TO DO >>
1. In the passage on investing myths, why does high risk not equal high return?
2. Write out, word for word, the part of the passage on investing myths that opens with the words containing "Indeed, talk to" and closes with "expect more return.".
3. Pick up the passage on investing myths after its last sentence and keep writing.

SOURCE DOCUMENT >>
□ □ □ □ □ □ □
In fact, one thing that the last couple of years has magnified is the fact that some of these companies may not be around at all. All good traders understand that it's best to let your profits run and to cut your losses.
From 2003 to 2007, investors were spoilt. All you had to do to make money was take a dart, throw it at a dartboard with stock names, buy the stocks and the chances were that you would make money.
But talk to someone who bought the market at the top of the 1987 stockmarket boom, then waited through the crash and the next ten years before the sharemarket managed to recover back to the previous highs.
Indeed, talk to anyone who invested in ABC Learning Centres, Babcock and Brown or Allco and you'll see that when businesses fail, holding onto the shares hoping for recovery is a futile game.
The truth is that there is no rule that says share prices will eventually go up.
Myth 2: High risk = high return
High risk does NOT equal high return.
High risk DOES equal an expectation of high return. The key word is 'expectation'.
It does not mean that taking a high risk will result in high return. What it does mean is that when you take more risk you expect more return.
□ □ □ □ □ □ □
INPUT DATA >>

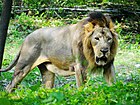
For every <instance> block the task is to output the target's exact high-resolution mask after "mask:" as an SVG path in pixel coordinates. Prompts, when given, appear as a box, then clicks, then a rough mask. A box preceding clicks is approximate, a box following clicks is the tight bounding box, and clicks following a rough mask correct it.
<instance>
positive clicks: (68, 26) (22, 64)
□ □ □ □ □ □ □
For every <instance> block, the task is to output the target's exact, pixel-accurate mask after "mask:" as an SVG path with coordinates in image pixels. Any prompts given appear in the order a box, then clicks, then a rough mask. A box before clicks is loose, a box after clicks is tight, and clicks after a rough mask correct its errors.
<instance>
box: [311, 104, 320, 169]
□ □ □ □ □ □ □
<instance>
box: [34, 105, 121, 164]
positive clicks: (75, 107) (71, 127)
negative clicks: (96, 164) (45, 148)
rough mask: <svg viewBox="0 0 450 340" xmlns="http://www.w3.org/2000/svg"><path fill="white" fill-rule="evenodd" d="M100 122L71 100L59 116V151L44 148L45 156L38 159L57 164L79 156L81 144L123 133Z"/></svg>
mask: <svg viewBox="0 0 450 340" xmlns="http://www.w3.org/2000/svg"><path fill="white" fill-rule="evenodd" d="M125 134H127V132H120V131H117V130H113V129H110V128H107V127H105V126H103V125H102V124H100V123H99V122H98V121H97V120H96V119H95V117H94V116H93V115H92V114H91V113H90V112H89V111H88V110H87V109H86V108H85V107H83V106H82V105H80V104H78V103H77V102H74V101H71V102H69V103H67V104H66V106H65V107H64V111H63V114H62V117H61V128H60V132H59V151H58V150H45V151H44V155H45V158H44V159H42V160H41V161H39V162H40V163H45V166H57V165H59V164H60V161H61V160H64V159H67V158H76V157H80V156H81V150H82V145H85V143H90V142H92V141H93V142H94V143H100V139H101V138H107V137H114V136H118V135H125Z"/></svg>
□ □ □ □ □ □ □
ANSWERS FOR THE EXERCISE >>
1. High risk brings only an expectation of high return, not high return itself. Taking more risk means you expect more return, but it does not mean a high return will actually result.

2.
Indeed, talk to anyone who invested in ABC Learning Centres, Babcock and Brown or Allco and you'll see that when businesses fail, holding onto the shares hoping for recovery is a futile game.
The truth is that there is no rule that says share prices will eventually go up.
Myth 2: High risk = high return
High risk does NOT equal high return.
High risk DOES equal an expectation of high return. The key word is 'expectation'.
It does not mean that taking a high risk will result in high return. What it does mean is that when you take more risk you expect more return.

3.
Whether or not that expectation will be fulfilled is another thing altogether.
Myth 3: Diversification helps you make money
Diversification is not about making money. It's about reducing risk.
If you wanted to maximise your returns, you would not diversify. You would simply pick the one company that would make you the most money and put all of your money in that one company.
The problem with this is that no-one has a crystal ball and knows which stock is going to be the best gainer.
So while diversification does water down your returns, the reason why investors do it is to reduce their risk.
To reduce risk, the secret is to choose stocks that do not move together.
Myth 4: Past performance is a good guide for the future
The market tends to move in cycles like the economy. If you make your investing decisions based on the what has happened in the past, you are not trying to identify where we are in the cycle which can be more crucial.
For example, when the economy looks like it is slowing down, defensive stocks tend to do better than the market. And when the economy does well, or grows, then growth stocks are in favour.
Mythbusting
All in all, mythbusting is about understanding the sharemarket. There are many, many myths in the market but the key to making money is about:
understanding the sharemarket
understanding the businesses that you invest in and
understanding yourself.
Happy investing!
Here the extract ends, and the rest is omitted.